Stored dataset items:

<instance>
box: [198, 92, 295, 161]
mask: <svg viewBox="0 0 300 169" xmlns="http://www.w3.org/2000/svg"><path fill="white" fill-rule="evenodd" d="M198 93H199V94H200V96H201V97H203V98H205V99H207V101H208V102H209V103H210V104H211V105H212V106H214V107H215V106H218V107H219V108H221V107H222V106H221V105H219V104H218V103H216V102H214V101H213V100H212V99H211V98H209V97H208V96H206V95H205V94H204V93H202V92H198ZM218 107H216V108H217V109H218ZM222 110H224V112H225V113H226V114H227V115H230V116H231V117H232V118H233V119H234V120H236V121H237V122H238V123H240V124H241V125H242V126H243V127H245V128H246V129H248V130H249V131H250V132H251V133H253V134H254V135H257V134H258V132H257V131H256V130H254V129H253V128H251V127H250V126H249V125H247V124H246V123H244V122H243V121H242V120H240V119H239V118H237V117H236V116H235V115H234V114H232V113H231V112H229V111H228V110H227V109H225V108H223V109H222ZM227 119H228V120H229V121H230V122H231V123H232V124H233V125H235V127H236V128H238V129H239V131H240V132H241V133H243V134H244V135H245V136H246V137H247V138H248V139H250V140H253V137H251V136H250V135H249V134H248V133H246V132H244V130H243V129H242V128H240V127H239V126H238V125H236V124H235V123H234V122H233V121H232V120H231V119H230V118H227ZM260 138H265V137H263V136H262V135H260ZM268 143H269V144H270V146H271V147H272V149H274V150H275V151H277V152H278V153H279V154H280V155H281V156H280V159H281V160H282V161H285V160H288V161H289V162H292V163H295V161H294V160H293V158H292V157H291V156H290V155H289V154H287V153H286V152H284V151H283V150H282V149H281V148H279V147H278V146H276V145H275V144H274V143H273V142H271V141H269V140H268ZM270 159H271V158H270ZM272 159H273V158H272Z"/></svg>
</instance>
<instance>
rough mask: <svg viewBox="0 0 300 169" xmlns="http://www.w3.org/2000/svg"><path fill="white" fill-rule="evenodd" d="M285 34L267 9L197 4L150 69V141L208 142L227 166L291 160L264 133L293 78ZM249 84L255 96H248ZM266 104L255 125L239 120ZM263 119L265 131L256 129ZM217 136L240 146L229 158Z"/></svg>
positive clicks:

WHAT NEEDS TO BE DONE:
Retype the entries in full. Keep every line identical.

ANSWER BOX:
<instance>
box: [198, 92, 295, 161]
mask: <svg viewBox="0 0 300 169" xmlns="http://www.w3.org/2000/svg"><path fill="white" fill-rule="evenodd" d="M198 93H199V94H200V96H201V97H203V98H205V99H207V101H208V102H209V103H210V104H211V105H212V106H214V107H215V106H218V107H219V108H221V107H222V106H221V105H219V104H218V103H216V102H214V101H213V100H212V99H211V98H209V97H208V96H206V95H205V94H204V93H202V92H198ZM218 107H216V108H217V109H218ZM222 110H224V112H225V113H226V114H227V115H230V116H231V117H232V118H233V119H234V120H236V121H237V122H238V123H240V124H241V125H242V126H243V127H245V128H246V129H248V130H249V131H250V132H251V133H253V134H254V135H257V134H258V132H257V131H256V130H254V129H253V128H251V127H250V126H249V125H247V124H246V123H244V122H243V121H242V120H240V119H239V118H237V117H236V116H235V115H234V114H232V113H231V112H229V111H228V110H227V109H225V108H223V109H222ZM227 119H228V120H229V121H230V122H231V123H232V124H233V125H235V127H236V128H238V129H239V131H240V132H241V133H243V134H244V135H245V136H246V137H247V138H248V139H250V140H253V137H251V136H250V135H249V134H248V133H246V132H244V130H243V129H242V128H240V127H239V126H238V125H236V124H235V123H234V122H233V121H232V120H231V119H230V118H227ZM260 138H265V137H263V136H262V135H260ZM268 143H269V144H270V146H271V147H272V149H274V150H275V151H277V152H278V153H279V154H280V155H281V156H280V159H281V160H282V161H285V160H288V161H289V162H292V163H295V161H294V160H293V158H292V157H291V156H290V155H289V154H287V153H286V152H284V151H283V150H282V149H281V148H279V147H278V146H276V145H275V144H274V143H273V142H271V141H269V140H268ZM270 159H271V158H270ZM272 159H273V158H272Z"/></svg>
</instance>
<instance>
rough mask: <svg viewBox="0 0 300 169" xmlns="http://www.w3.org/2000/svg"><path fill="white" fill-rule="evenodd" d="M285 34L267 9L197 4L150 69V141L208 142L227 166L291 160L264 133L293 78ZM249 84L255 96H248ZM266 104L255 125L239 120ZM263 119L265 131L256 129ZM217 136L240 146L229 158Z"/></svg>
positive clicks:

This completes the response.